▸ YOUR GOAL:
The answer must be an exact restatement of all the data.

▸ AVAILABLE DATA:
━━━━━━
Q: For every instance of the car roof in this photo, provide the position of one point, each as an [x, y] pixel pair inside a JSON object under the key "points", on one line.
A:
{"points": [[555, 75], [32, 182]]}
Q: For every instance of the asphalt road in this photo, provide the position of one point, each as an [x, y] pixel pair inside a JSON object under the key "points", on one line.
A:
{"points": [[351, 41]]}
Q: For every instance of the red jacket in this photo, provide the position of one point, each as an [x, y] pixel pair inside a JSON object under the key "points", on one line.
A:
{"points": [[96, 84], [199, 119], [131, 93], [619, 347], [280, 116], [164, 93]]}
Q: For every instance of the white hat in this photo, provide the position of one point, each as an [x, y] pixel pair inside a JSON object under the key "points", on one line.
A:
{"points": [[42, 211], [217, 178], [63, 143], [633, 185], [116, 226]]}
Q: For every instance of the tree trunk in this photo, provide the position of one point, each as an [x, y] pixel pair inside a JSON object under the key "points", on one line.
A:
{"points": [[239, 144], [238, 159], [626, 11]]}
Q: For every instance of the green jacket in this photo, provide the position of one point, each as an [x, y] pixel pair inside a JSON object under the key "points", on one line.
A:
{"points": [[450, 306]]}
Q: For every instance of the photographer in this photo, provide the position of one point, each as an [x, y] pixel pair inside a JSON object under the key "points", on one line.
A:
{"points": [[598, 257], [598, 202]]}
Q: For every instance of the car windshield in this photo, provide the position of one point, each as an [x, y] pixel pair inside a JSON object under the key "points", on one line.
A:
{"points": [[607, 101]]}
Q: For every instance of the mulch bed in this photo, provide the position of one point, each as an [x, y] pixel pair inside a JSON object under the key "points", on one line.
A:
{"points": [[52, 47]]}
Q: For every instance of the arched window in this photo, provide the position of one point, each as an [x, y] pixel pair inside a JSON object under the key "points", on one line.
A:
━━━━━━
▸ RESPONSE AREA:
Q: For every instance of the car roof in this photo, provide the position of one point, each as an [x, y] pixel pair inside a JSON object under the key "points", on one line.
A:
{"points": [[555, 75], [32, 182]]}
Q: For every instance of the asphalt road in this photo, provide the position of one point, each as an [x, y] pixel pair inside a JSON object under the key "points", on one line.
A:
{"points": [[351, 41]]}
Q: For every instance of the red jacket in this photo, provide the position of one point, each as an [x, y] pixel pair inside a JSON object under the key "points", on one line.
A:
{"points": [[96, 84], [199, 119], [131, 93], [619, 347], [280, 116], [164, 93]]}
Q: For every instance of the white hat in this photo, provide the position of one point, each as an [x, y] pixel pair inside a JSON object under the key "points", on one line.
A:
{"points": [[42, 211], [217, 178], [63, 143], [633, 185], [116, 226]]}
Q: For every instance of the tree trunk in this photo, provide the position of one point, each as an [x, y] pixel pair inside a JSON object under the key "points", on one line.
A:
{"points": [[239, 144], [238, 159], [626, 11]]}
Q: For every instance of the green jacket in this photo, provide the position of one point, each as an [x, y] pixel pair inside a JSON object under the key "points", on one line.
A:
{"points": [[450, 306]]}
Q: For every instance of the photographer in this photo, provide the position of one point, each as an [x, y] pixel pair inside a JSON object under the key "points", on one line.
A:
{"points": [[598, 257], [598, 202]]}
Q: For every instance of the car windshield in this photo, provide the position of one point, each as an [x, y] pixel pair inside a JSON object under the key "points", on one line.
A:
{"points": [[607, 101]]}
Q: For every instance of the mulch bed in this photo, provide the position of one point, each as an [x, y] pixel pair inside a JSON object under the key "points", on one line.
A:
{"points": [[52, 47]]}
Q: For every instance of the arched window in this photo, provide the position of one point, each as an [x, y] pixel pair inside a JSON object under the key "points", on one line.
A:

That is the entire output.